[Start of Attachment]
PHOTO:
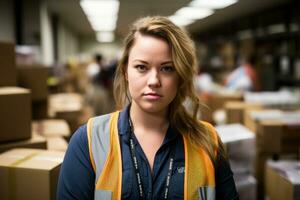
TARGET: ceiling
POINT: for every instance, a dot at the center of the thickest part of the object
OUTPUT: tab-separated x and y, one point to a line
71	13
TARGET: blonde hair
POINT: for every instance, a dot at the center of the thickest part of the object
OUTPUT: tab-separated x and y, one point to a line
184	59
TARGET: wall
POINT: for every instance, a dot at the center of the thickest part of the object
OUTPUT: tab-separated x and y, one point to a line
67	42
7	32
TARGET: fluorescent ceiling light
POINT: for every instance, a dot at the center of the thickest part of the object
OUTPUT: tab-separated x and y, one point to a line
180	21
105	36
212	4
193	13
103	24
103	7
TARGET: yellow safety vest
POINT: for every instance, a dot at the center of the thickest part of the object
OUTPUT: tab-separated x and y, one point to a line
105	154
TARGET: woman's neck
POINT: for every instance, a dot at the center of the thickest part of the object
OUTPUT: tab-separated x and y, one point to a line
156	122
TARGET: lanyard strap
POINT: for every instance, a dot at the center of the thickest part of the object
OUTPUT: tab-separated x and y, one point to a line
137	170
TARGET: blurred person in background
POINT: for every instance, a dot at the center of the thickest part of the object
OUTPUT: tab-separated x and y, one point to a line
98	92
244	77
153	148
94	68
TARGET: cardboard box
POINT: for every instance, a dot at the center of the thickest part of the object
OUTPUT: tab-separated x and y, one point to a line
40	109
283	180
276	136
246	186
218	100
51	128
34	77
67	106
15	119
253	115
29	174
57	144
35	142
8	70
235	111
259	166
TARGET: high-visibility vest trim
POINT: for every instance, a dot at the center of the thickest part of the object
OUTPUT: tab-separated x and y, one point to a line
106	158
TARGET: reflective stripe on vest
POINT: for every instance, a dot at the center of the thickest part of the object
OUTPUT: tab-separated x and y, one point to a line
105	154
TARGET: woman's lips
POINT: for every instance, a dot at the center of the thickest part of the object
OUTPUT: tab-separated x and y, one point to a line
152	96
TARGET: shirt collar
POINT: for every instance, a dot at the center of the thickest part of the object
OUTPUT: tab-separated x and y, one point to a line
124	127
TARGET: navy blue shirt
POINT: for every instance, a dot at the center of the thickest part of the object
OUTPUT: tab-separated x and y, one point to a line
77	177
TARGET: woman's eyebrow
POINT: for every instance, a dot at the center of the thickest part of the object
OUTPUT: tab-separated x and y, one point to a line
139	60
167	62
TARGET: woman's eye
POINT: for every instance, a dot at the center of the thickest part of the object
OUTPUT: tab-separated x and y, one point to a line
141	68
167	69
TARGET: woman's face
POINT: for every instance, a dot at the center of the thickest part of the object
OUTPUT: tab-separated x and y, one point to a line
152	79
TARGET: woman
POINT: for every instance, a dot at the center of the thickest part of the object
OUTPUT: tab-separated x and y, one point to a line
153	148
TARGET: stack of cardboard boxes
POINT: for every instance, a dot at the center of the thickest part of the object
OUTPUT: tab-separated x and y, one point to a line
25	173
66	106
277	130
34	77
15	106
283	180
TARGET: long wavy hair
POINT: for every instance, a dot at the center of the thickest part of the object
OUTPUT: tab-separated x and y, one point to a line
184	59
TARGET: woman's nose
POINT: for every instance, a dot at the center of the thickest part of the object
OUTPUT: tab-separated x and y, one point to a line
153	79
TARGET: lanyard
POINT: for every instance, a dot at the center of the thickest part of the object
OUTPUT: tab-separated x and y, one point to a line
137	170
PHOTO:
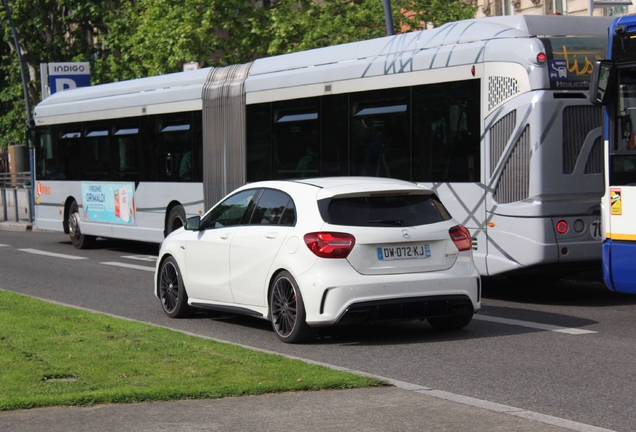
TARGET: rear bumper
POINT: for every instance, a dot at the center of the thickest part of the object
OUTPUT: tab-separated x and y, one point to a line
406	309
337	294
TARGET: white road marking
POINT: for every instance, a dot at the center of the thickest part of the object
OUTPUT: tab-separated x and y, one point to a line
529	324
39	252
133	266
149	258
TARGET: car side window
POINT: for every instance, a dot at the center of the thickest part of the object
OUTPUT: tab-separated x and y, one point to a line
273	208
232	211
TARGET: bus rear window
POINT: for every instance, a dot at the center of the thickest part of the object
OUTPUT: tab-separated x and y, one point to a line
388	210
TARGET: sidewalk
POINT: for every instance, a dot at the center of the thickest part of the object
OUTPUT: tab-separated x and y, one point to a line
373	409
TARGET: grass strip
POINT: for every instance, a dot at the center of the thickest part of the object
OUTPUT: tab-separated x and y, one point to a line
57	355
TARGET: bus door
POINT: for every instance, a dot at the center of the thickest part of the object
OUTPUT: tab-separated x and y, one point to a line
619	203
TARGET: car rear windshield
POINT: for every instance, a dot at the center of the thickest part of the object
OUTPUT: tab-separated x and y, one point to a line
384	210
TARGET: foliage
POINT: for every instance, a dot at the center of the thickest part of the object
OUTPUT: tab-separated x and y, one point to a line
125	39
56	355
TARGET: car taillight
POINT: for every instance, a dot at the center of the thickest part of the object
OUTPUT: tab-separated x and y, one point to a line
461	237
330	244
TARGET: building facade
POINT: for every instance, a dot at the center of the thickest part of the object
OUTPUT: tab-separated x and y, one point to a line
547	7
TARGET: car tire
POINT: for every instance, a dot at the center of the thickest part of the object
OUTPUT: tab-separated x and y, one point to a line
79	240
172	292
176	219
450	323
287	310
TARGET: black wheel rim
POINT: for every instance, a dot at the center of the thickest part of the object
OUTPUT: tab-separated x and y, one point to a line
73	225
284	307
169	287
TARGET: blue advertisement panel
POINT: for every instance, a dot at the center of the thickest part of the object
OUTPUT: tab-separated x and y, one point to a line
109	202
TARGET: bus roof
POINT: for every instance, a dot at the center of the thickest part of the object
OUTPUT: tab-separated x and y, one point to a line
455	33
187	87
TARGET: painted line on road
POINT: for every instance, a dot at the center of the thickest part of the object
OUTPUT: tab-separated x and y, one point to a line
39	252
116	264
149	258
529	324
415	388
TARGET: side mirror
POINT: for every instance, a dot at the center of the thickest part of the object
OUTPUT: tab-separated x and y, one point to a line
601	82
193	223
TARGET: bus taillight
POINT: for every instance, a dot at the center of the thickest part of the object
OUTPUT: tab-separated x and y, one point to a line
562	227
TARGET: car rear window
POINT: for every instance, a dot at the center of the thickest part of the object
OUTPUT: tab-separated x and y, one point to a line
384	210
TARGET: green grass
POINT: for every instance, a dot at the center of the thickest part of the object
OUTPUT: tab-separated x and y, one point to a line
56	355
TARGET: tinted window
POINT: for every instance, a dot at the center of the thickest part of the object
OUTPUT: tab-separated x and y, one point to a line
385	210
233	211
96	155
271	207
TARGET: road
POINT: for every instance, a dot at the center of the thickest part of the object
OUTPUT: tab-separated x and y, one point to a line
562	349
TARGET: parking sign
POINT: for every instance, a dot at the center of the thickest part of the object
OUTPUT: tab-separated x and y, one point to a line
67	76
[End of Attachment]
| Work instruction |
Retype the whole listing exactly and leave the pictures out.

| Reply to the exercise |
PHOTO:
TARGET: ceiling
POINT: for every instance, a dot at the center of the thickest part of the object
OUTPUT: tab-separated x and y, one point to a line
71	13
TARGET: blonde hair
POINT: for every instance, a dot at the center of the thickest part of the object
OUTPUT: tab-separated x and y, one point to a line
184	59
TARGET: wall
POINT: for every instance, a dot at the center of the thickest part of the object
OUTPUT: tab-separated x and y, one point to a line
67	42
7	32
TARGET: fluorescent ceiling light
POINT: for every instance, a dot at the center of the thickest part of the object
OUTPUT: tab-separated x and y, one point to a line
180	21
105	36
212	4
193	13
103	24
103	7
TARGET: yellow safety vest
POINT: for every instance, a dot at the center of the thickest part of the object
OUTPUT: tab-separated x and y, one point to a line
105	154
TARGET: woman's neck
POINT: for every instance, a dot at the center of the thickest part of the object
OUTPUT: tab-separated x and y, one point to a line
156	122
TARGET: lanyard strap
POINT: for every instance, a dot at the center of the thickest part of the object
OUTPUT: tab-separated x and y, one point to a line
137	170
TARGET: blurred person in background
POINT: for every instance, a dot at the center of the thickest part of the object
OUTPUT: tab-separated x and y, one point to a line
98	92
244	77
153	148
94	68
TARGET: cardboard box
POINT: for every instance, a dot at the center of the thickest part of the object
OUTPUT: tab-separated x and y, one point to a line
40	109
283	180
276	136
246	186
218	100
51	128
34	77
67	106
15	119
253	115
29	174
57	144
35	142
8	70
235	111
259	166
TARGET: high-visibility vest trim
POINT: for every instance, a dot at the center of the thickest part of the object
OUTPUT: tab-separated x and y, one point to a line
106	158
TARGET: reflective stripe on vest
POINT: for every instance, a dot at the center of the thickest part of the object
OUTPUT: tab-separated x and y, one point to a line
105	154
TARGET: woman's lips
POINT: for every instance, a dot at the center of the thickest part of the object
OUTPUT: tab-separated x and y, one point to a line
152	96
TARGET: shirt collar
POINT: for every instance, a dot at the center of the thickest part of the object
OUTPUT: tab-separated x and y, one point to a line
124	127
TARGET: navy blue shirt
POINT: for every instance, a dot at the center of the thickest part of the object
OUTPUT: tab-separated x and y, one point to a line
77	177
TARGET: woman's eyebrow
POINT: for every instance, a dot at the center of the thickest part of the object
OUTPUT: tab-separated x and y, one point to a line
139	60
167	62
TARGET: woman's eye
POINT: for every instance, a dot at the center of the thickest part of the object
OUTPUT: tab-separated x and y, one point to a line
141	68
167	69
TARGET: woman's face
POINT: for every instance, a dot at the center of the thickest part of the object
OUTPUT: tab-separated x and y, one point to a line
152	79
TARGET: woman
POINT: for every instance, a dot at the center of the thickest part of the object
OUTPUT: tab-separated x and y, one point to a line
153	148
TARGET: stack of cardboard boxes
POINT: for every instance, a dot at the center of the thickest part of the object
OUTPUT: tab-separated x and y, one point to a line
25	173
66	106
277	130
34	77
15	106
283	180
TARGET: long wavy hair
POINT: for every instance, a dot at the center of the thickest part of the object
OUTPUT: tab-separated x and y, one point to a line
184	59
TARGET: woman's nose
POINT: for every instance, a dot at the center of the thickest part of the object
OUTPUT: tab-separated x and y, one point to a line
153	79
TARGET: lanyard
POINT: for every instance, a dot at the center of the thickest part of the object
OUTPUT: tab-separated x and y, one point to a line
137	170
PHOTO:
TARGET: rear bumper
POINT: for every instance, a dot at the center of the thickest part of the object
OUTPUT: tab-separated x and y, one point to a line
406	309
337	294
TARGET: white road marking
POINT: for every instance, a dot at the center of the thickest part of the object
OUTPUT: tab-separated x and y, one point to a line
529	324
39	252
133	266
149	258
TARGET: car side window
POINT: for every instance, a dot at the center of the thickest part of the object
OUTPUT: tab-separated x and y, one point to a line
273	208
232	211
TARGET: bus rear window
POINT: for every instance, a dot at the center of the thickest part of the object
OUTPUT: tab-separated x and y, one point to a line
388	210
TARGET: sidewalk
POINT: for every instance, a dot at the center of the thickest part of the object
OUTPUT: tab-separated x and y, one point to a line
373	409
TARGET: grass strip
POINT: for every instance, a dot at the center of the thickest part of the object
OUTPUT: tab-separated x and y, one point to a line
57	355
TARGET: bus door
POINT: for every instance, a dot at the center of the thickest part of the object
OUTPUT: tab-separated x and y, one point to a line
619	203
TARGET: car rear windshield
POINT: for every instance, a dot at the center of the thickest part of the object
OUTPUT: tab-separated x and y, one point to a line
384	210
TARGET: foliage
POINT: for every instance, a dot at the center of the thickest part of the object
OUTPUT: tab-separated x and y, one point to a line
125	39
56	355
TARGET: car taillight
POINT: for every instance, a dot at the center of the thickest part of the object
OUTPUT: tab-separated x and y, one point to a line
461	237
330	244
TARGET: building facade
POINT: for every instance, a dot at the center of the thickest part of the object
OUTPUT: tab-separated x and y, one point to a line
547	7
TARGET: car tire
POINT: for every instance, a dot at the center of the thickest part of the object
OUTPUT: tab-separated x and y, one point to a line
79	240
172	292
176	219
450	323
287	310
TARGET: black wheel rim
POINT: for every instance, a dot at the center of the thickest part of the object
OUTPUT: tab-separated x and y, one point to a line
73	225
284	307
169	287
TARGET: blue advertisement panel
POINT: for every instance, a dot at the center of the thickest part of the object
OUTPUT: tab-separated x and y, one point to a line
109	202
TARGET: bus roof
POINT: for every instance, a dot at the center of the thickest part of the object
OUTPUT: tab-separated x and y, one point to a line
455	33
187	87
TARGET: painted line on road
POINT: for every instance, a dot at the center of the thickest part of the object
OUTPUT: tab-separated x and y, one point to a line
39	252
116	264
149	258
529	324
415	388
TARGET: side mirror
POINT: for every instance, a dot at the center of the thickest part of the object
OUTPUT: tab-separated x and y, one point to a line
601	82
193	223
TARGET: bus taillight
POINT: for every instance, a dot at the center of the thickest part of the object
OUTPUT: tab-separated x and y, one point to a line
562	227
TARGET: car rear window
POINT: for every instance, a dot at the center of the thickest part of the object
OUTPUT: tab-separated x and y, one point to a line
384	210
TARGET: green grass
POINT: for every instance, a dot at the center of the thickest part of the object
OUTPUT: tab-separated x and y, one point to a line
56	355
TARGET: tinted window
POINT: for every instance, a dot at the center of the thickest part of the object
OUTPUT: tab-separated x and y, one point to a line
385	210
233	211
96	155
271	207
TARGET: road
POINT: for every instance, a dot at the center of the thickest part of the object
OUTPUT: tab-separated x and y, one point to a line
562	349
TARGET: parking sign
POINT: for every instance, a dot at the center of the thickest part of the object
OUTPUT: tab-separated x and y, one point to a line
67	76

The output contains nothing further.